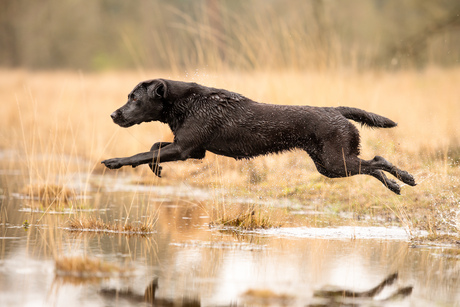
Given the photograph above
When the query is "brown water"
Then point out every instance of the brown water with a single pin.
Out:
(190, 264)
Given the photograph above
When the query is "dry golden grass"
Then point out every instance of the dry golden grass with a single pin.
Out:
(49, 193)
(250, 218)
(59, 123)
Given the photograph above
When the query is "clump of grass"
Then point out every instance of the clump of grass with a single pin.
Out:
(266, 297)
(249, 219)
(98, 225)
(49, 193)
(85, 267)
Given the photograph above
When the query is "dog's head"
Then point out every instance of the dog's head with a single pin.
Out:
(145, 103)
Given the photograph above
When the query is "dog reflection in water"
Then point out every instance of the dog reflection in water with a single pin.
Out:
(329, 296)
(148, 297)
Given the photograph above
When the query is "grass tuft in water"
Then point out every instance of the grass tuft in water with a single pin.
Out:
(98, 225)
(49, 193)
(249, 219)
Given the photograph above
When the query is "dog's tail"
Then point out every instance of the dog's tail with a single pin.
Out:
(366, 118)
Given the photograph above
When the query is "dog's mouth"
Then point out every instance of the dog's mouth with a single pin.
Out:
(120, 121)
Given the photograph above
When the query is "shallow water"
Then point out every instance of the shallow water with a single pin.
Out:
(194, 265)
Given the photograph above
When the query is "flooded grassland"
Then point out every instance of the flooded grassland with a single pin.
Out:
(265, 232)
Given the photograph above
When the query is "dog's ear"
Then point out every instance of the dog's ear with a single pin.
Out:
(159, 89)
(156, 89)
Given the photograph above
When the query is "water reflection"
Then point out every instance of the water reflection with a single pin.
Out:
(185, 262)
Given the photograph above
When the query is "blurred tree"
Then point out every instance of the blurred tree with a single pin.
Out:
(257, 34)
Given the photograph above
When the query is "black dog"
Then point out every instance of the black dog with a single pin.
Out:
(226, 123)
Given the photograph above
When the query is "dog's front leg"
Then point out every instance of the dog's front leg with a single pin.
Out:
(171, 152)
(156, 167)
(134, 161)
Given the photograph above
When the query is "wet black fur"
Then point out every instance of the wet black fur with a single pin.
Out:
(229, 124)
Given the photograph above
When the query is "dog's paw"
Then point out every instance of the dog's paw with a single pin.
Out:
(112, 163)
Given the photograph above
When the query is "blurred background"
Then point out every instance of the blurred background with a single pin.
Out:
(261, 34)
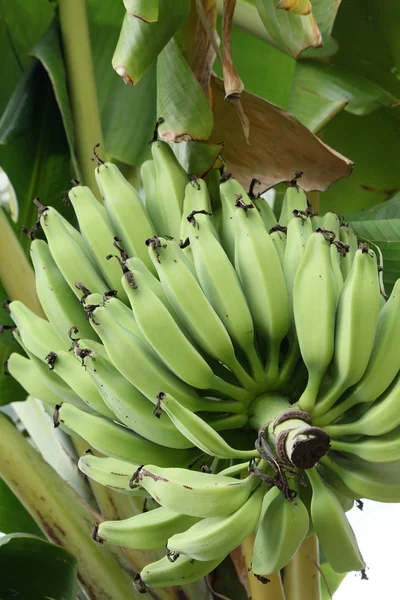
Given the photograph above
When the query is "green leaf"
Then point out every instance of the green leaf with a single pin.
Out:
(48, 52)
(373, 143)
(35, 569)
(128, 114)
(385, 233)
(292, 33)
(181, 101)
(147, 10)
(386, 210)
(268, 74)
(21, 25)
(329, 89)
(140, 43)
(33, 148)
(13, 515)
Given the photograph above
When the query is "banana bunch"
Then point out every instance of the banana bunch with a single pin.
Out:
(239, 369)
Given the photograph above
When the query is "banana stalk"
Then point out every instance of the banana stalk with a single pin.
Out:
(64, 518)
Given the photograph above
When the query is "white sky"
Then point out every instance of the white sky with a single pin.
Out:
(377, 528)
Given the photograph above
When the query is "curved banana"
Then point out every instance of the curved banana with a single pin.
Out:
(164, 573)
(111, 472)
(222, 288)
(149, 376)
(125, 211)
(51, 379)
(381, 448)
(197, 199)
(373, 480)
(28, 376)
(60, 304)
(195, 311)
(98, 234)
(68, 368)
(165, 337)
(196, 494)
(37, 334)
(145, 531)
(294, 199)
(384, 362)
(212, 537)
(334, 532)
(148, 175)
(130, 406)
(314, 304)
(115, 440)
(198, 431)
(281, 530)
(171, 184)
(381, 417)
(278, 236)
(260, 272)
(356, 321)
(72, 261)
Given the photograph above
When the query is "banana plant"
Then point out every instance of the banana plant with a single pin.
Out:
(131, 95)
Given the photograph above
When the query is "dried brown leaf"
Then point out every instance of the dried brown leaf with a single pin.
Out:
(280, 145)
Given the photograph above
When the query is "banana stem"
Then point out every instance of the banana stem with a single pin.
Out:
(301, 578)
(16, 273)
(82, 85)
(273, 590)
(62, 515)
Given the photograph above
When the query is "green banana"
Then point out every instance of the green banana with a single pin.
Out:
(294, 199)
(149, 179)
(111, 472)
(346, 259)
(381, 448)
(98, 234)
(72, 261)
(28, 376)
(37, 334)
(334, 532)
(282, 527)
(171, 184)
(260, 272)
(60, 304)
(68, 368)
(115, 440)
(165, 337)
(356, 321)
(215, 536)
(222, 288)
(164, 573)
(384, 362)
(125, 211)
(373, 480)
(145, 531)
(149, 375)
(381, 417)
(266, 212)
(198, 431)
(314, 304)
(51, 379)
(129, 406)
(195, 311)
(196, 199)
(196, 494)
(331, 222)
(278, 236)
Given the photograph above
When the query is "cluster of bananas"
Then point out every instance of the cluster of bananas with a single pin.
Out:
(242, 372)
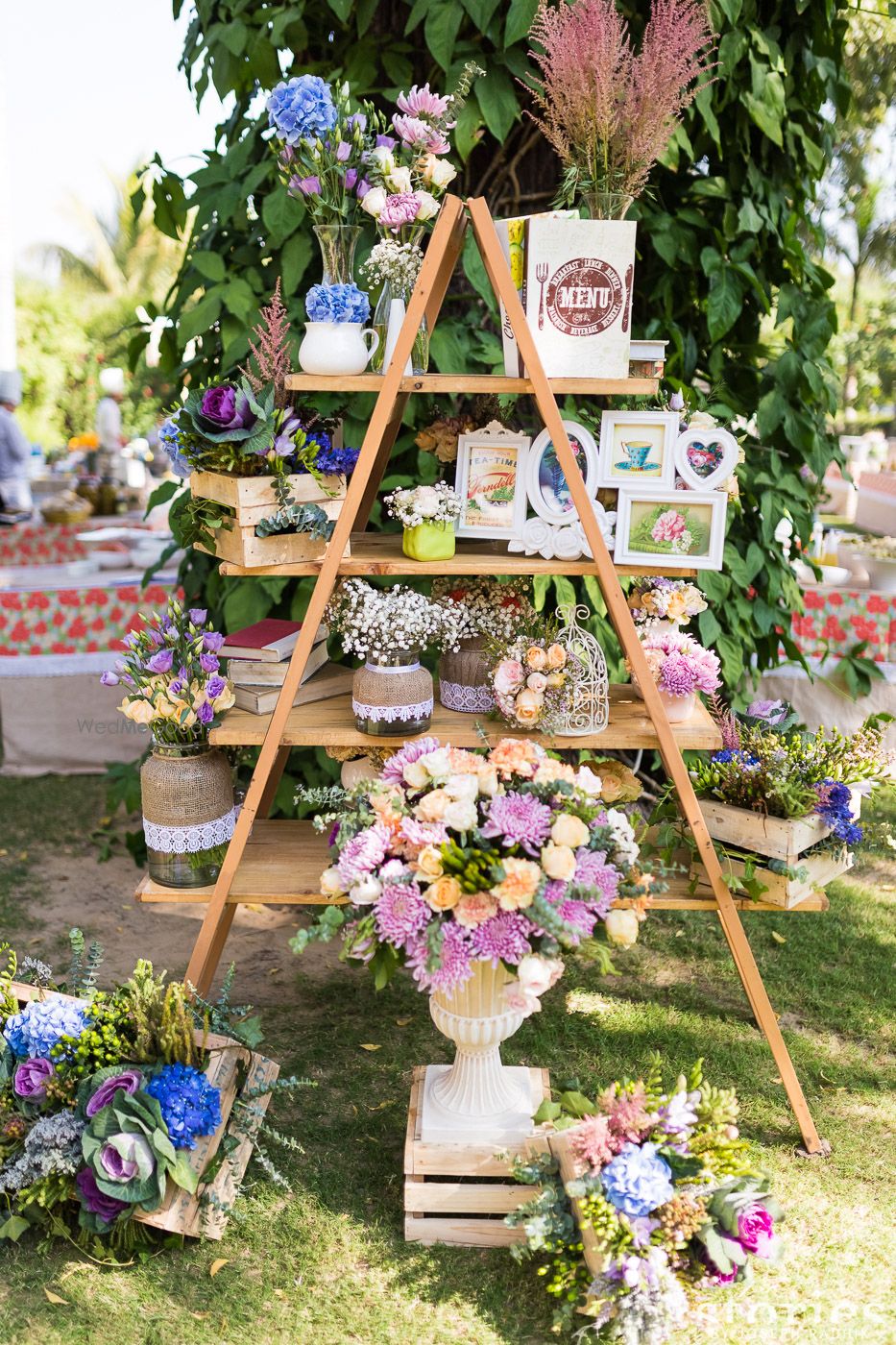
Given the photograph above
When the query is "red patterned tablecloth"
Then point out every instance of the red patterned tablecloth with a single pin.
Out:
(74, 621)
(835, 619)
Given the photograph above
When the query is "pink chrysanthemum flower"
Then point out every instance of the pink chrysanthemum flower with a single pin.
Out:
(362, 854)
(401, 912)
(505, 938)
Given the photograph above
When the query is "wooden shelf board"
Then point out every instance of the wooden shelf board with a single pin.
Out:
(472, 383)
(331, 723)
(379, 553)
(284, 861)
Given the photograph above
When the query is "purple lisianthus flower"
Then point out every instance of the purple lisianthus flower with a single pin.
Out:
(93, 1200)
(757, 1231)
(160, 662)
(30, 1079)
(130, 1080)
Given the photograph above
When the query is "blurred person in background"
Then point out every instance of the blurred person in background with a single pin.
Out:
(15, 450)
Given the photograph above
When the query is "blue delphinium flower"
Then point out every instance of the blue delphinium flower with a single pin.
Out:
(42, 1024)
(336, 305)
(637, 1181)
(190, 1105)
(302, 110)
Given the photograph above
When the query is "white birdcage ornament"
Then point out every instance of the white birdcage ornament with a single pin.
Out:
(590, 706)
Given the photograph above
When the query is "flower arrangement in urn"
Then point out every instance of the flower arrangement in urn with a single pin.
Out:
(173, 683)
(426, 515)
(647, 1196)
(109, 1102)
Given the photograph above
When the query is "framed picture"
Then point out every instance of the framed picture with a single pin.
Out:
(638, 448)
(682, 526)
(546, 486)
(492, 483)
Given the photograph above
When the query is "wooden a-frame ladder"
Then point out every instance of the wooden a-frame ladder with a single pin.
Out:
(430, 288)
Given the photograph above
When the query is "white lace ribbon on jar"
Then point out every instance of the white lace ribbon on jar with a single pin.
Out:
(202, 836)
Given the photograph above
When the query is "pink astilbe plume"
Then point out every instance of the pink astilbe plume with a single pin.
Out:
(607, 111)
(272, 353)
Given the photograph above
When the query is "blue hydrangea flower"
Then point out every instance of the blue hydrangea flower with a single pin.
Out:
(336, 305)
(173, 444)
(637, 1180)
(42, 1024)
(190, 1105)
(302, 110)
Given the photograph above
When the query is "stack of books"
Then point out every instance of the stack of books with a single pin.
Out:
(258, 656)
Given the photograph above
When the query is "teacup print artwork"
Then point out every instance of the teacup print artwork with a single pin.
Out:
(687, 527)
(638, 448)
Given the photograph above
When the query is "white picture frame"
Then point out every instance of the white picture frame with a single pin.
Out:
(552, 501)
(638, 451)
(694, 475)
(637, 507)
(487, 460)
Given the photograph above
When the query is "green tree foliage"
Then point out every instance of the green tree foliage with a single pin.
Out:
(724, 269)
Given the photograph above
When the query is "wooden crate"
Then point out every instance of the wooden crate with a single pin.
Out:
(182, 1212)
(459, 1193)
(785, 892)
(778, 838)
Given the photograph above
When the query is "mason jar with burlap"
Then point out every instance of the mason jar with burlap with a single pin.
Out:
(463, 678)
(188, 813)
(392, 697)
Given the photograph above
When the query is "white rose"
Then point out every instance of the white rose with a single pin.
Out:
(559, 863)
(569, 830)
(426, 205)
(399, 179)
(460, 816)
(366, 892)
(329, 884)
(588, 782)
(621, 928)
(375, 201)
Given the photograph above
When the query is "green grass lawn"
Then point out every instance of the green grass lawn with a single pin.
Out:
(327, 1263)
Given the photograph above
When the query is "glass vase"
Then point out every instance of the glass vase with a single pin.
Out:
(338, 245)
(393, 697)
(607, 205)
(188, 813)
(388, 320)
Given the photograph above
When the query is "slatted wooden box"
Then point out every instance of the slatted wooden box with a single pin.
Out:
(459, 1193)
(195, 1214)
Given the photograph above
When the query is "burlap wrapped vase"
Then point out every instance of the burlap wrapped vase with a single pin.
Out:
(393, 697)
(463, 678)
(187, 813)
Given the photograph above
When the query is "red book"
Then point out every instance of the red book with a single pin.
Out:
(271, 641)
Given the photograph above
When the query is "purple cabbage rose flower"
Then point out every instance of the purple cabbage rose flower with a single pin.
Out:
(130, 1079)
(160, 662)
(93, 1200)
(227, 407)
(30, 1079)
(757, 1231)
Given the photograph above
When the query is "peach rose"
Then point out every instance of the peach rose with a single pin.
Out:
(473, 908)
(559, 863)
(444, 893)
(519, 887)
(509, 676)
(429, 864)
(569, 830)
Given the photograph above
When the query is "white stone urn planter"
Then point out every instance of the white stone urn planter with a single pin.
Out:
(476, 1099)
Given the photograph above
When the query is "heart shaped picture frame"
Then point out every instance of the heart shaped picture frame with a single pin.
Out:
(705, 457)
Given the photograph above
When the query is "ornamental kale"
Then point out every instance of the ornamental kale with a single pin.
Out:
(336, 305)
(190, 1105)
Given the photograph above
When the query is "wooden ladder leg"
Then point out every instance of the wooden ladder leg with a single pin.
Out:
(620, 616)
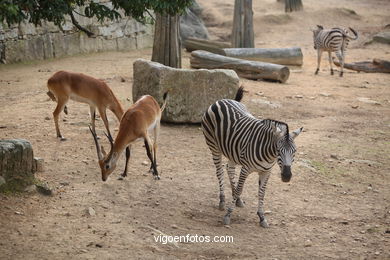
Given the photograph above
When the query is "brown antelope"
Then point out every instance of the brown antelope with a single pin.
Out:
(65, 85)
(142, 117)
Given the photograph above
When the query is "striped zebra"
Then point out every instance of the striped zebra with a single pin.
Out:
(332, 40)
(230, 130)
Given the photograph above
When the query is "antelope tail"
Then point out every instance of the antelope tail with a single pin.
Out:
(52, 97)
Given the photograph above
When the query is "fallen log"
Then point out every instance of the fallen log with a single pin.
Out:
(244, 68)
(376, 65)
(283, 56)
(193, 44)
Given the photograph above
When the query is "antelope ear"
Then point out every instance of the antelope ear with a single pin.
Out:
(103, 152)
(295, 133)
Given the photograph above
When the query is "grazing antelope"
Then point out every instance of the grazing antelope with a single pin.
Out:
(143, 116)
(65, 85)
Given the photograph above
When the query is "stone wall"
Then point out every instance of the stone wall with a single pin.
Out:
(25, 41)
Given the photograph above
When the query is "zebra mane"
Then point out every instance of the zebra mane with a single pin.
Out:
(286, 135)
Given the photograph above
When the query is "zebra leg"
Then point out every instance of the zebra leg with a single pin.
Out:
(217, 159)
(231, 173)
(340, 56)
(263, 179)
(237, 193)
(319, 54)
(330, 62)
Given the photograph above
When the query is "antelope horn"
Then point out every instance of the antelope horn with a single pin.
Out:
(110, 139)
(100, 156)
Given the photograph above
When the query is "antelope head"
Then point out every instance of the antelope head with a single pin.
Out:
(107, 162)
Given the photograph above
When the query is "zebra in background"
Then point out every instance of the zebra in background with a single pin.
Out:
(332, 40)
(230, 130)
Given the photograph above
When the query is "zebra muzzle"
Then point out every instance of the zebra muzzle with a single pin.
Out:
(286, 174)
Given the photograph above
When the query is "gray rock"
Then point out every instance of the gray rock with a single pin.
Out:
(38, 164)
(191, 25)
(44, 189)
(191, 92)
(16, 163)
(382, 37)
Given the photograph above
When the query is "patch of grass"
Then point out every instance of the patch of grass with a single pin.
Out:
(325, 170)
(17, 185)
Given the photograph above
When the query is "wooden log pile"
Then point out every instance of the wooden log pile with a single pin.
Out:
(284, 56)
(376, 65)
(193, 44)
(244, 68)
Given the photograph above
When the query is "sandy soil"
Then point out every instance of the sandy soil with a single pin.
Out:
(336, 206)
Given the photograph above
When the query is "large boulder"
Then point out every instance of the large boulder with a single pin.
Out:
(17, 164)
(191, 92)
(191, 24)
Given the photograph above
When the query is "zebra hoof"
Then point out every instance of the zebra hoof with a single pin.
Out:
(226, 220)
(239, 203)
(221, 205)
(264, 224)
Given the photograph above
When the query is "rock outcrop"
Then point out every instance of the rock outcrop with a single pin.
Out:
(191, 92)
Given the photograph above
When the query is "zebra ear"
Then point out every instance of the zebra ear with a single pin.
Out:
(295, 133)
(278, 132)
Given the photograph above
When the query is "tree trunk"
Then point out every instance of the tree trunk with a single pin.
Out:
(284, 56)
(242, 34)
(193, 44)
(293, 5)
(376, 65)
(244, 68)
(166, 44)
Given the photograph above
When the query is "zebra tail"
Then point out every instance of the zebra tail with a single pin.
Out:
(239, 94)
(165, 101)
(355, 33)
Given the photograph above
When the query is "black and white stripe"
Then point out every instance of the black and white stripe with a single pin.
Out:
(231, 131)
(332, 40)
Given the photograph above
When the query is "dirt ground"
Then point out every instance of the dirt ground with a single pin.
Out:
(336, 206)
★ ★ ★ ★
What the exercise asks ▸ Which lines of the records above contain the word "wooden"? Show each of them.

Solution ▸
When the query is "wooden shelf board"
Then point out every instance of the wooden shelf board with a single pin.
When the query is "wooden a-frame ladder"
Then point out every instance of the wooden a-frame ladder with a single pin.
When the query is "wooden crate"
Then point out every instance of the wooden crate with a single pin.
When the query is "slatted wooden box"
Then point out every instance of the slatted wooden box with a single pin.
When the query is "wooden ladder leg"
Then point out every instance of the wooden ladder leg with a single pin.
When the query is "wooden log pile"
Then point out every instance of the wooden log pile with a single pin.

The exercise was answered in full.